Given problem ->
Rewrite the lines of the data as a numbered list, starting at the line containing "Where can the horse's hoof" and ending at the final line of the data. Omit blank lines.

Position annotation records ->

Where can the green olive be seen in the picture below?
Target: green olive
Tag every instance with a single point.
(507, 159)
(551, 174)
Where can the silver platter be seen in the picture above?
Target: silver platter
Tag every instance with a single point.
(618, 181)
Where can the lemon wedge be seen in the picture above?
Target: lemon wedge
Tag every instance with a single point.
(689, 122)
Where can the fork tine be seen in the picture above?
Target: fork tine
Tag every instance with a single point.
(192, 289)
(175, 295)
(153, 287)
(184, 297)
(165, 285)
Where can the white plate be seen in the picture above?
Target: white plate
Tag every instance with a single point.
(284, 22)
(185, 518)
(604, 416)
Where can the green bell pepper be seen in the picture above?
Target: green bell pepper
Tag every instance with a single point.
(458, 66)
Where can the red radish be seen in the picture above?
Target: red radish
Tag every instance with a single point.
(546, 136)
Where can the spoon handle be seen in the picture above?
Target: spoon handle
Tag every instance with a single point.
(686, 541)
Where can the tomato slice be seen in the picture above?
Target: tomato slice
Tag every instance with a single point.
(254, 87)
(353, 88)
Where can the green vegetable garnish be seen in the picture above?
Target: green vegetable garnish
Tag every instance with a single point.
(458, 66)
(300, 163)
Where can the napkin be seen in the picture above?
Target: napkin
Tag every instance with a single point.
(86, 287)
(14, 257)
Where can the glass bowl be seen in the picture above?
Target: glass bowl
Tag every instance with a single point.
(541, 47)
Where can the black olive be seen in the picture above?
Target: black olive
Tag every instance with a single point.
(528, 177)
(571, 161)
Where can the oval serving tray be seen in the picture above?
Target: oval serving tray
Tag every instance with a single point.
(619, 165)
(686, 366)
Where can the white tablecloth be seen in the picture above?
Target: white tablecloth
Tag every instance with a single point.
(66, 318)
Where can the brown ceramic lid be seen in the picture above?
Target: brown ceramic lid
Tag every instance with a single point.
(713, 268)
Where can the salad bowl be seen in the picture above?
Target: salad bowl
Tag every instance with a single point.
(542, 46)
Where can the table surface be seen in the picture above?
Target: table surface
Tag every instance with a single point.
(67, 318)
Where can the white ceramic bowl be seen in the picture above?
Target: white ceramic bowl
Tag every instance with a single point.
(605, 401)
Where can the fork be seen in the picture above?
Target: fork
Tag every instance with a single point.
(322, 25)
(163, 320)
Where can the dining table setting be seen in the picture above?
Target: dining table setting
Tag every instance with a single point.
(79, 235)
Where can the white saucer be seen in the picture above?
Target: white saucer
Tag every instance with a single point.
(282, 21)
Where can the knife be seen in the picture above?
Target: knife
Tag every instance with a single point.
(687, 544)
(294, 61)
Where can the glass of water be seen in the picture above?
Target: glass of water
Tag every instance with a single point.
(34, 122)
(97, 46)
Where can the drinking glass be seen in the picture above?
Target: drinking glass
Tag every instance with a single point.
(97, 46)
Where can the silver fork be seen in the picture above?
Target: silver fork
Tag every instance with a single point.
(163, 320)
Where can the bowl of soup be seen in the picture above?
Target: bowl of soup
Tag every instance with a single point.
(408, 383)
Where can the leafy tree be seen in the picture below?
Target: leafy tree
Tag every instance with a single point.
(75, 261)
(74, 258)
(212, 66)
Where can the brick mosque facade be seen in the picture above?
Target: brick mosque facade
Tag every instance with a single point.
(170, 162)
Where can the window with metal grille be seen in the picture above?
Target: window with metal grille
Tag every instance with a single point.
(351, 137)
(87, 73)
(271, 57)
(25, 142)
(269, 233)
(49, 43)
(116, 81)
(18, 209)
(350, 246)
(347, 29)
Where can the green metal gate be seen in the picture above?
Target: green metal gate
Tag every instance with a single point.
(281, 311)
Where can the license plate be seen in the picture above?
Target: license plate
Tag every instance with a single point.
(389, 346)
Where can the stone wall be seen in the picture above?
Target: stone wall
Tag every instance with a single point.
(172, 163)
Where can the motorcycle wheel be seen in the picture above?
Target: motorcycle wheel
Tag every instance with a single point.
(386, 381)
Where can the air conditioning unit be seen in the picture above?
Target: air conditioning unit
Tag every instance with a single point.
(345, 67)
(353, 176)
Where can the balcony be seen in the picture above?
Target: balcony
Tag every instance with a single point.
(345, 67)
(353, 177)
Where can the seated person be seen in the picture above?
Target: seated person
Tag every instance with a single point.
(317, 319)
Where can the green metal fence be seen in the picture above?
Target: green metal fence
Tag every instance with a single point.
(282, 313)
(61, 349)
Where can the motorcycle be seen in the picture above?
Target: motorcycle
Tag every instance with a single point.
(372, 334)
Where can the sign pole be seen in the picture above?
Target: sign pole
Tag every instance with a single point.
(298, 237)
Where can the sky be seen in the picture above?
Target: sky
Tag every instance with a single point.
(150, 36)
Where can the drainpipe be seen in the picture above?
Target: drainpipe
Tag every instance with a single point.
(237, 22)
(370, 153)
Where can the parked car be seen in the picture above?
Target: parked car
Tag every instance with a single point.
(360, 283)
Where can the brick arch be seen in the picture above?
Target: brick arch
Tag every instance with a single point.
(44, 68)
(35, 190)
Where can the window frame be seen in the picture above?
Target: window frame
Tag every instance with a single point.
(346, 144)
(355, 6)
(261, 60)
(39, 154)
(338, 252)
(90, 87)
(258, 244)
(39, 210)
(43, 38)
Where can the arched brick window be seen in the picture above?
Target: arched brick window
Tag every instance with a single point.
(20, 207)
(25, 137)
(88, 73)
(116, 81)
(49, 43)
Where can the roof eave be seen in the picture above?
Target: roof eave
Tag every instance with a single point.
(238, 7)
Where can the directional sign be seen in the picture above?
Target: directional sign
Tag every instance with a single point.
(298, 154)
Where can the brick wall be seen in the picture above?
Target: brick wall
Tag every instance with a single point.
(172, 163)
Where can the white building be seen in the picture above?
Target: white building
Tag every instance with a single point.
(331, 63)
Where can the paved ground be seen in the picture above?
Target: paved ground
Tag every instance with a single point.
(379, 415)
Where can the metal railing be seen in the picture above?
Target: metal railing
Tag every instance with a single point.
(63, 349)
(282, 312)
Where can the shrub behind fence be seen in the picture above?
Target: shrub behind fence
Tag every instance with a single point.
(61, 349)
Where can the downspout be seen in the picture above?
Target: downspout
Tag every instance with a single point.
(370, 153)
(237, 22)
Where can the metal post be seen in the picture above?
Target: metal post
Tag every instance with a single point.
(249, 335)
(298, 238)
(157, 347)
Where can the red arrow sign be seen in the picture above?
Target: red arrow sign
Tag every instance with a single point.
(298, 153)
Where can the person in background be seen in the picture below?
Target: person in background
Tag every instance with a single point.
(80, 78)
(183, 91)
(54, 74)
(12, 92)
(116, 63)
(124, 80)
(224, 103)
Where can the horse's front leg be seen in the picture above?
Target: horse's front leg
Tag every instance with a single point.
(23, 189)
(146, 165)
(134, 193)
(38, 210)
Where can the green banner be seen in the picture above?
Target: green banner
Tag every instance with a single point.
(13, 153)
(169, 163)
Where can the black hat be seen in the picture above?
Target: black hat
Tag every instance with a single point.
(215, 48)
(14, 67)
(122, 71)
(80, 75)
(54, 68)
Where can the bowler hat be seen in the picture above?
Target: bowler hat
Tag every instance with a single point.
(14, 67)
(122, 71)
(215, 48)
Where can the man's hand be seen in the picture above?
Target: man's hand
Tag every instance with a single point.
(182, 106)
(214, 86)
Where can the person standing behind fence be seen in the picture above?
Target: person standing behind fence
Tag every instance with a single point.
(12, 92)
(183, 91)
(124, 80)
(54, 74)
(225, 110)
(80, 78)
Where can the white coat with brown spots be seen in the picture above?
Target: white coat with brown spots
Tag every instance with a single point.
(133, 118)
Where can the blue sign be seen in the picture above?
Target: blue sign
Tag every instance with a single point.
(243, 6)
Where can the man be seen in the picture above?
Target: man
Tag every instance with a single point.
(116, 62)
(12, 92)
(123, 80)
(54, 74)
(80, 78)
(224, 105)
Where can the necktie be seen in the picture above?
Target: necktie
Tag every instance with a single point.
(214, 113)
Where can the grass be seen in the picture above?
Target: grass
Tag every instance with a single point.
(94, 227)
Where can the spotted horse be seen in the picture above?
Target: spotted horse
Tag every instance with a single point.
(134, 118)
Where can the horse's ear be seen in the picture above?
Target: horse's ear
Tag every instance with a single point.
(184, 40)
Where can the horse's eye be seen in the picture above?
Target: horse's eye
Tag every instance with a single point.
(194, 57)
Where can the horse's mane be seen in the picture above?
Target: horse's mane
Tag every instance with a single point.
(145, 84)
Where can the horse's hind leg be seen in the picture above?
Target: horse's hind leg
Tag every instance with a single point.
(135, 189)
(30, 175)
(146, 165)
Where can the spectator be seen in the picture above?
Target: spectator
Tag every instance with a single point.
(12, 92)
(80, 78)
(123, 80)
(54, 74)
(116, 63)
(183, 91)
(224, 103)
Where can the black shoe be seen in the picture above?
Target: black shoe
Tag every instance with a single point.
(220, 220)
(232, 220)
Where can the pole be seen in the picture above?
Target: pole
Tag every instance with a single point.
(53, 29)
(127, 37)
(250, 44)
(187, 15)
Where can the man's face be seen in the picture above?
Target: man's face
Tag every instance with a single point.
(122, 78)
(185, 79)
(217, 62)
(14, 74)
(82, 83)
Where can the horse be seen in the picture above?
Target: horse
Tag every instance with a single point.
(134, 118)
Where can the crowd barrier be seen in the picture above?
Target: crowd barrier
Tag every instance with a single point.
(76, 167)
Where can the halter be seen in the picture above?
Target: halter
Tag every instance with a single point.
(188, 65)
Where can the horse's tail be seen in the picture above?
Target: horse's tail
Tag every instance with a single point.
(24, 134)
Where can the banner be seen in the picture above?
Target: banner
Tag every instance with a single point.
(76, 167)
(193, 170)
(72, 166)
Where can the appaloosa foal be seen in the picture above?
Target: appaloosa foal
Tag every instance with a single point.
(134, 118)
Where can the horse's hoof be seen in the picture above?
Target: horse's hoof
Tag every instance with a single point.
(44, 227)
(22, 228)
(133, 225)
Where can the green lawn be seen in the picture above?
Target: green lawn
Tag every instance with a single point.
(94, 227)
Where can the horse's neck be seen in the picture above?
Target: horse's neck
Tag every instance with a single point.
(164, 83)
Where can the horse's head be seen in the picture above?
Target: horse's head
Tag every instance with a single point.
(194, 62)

Result for this task ->
1. Where can the horse's hoof be seen in the picture above?
2. Target: horse's hoof
3. Tag every instance with a single point.
4. (44, 227)
5. (22, 228)
6. (133, 225)
7. Where can the green lawn be seen in the picture above?
8. Target: green lawn
9. Tag every instance with a single point.
10. (94, 227)
11. Where can the horse's neck be seen in the picture above?
12. Target: horse's neck
13. Tag every instance with a single point.
14. (164, 83)
15. Where can the horse's head be seen in the picture above?
16. Target: horse's head
17. Tag every instance with a single point.
18. (194, 62)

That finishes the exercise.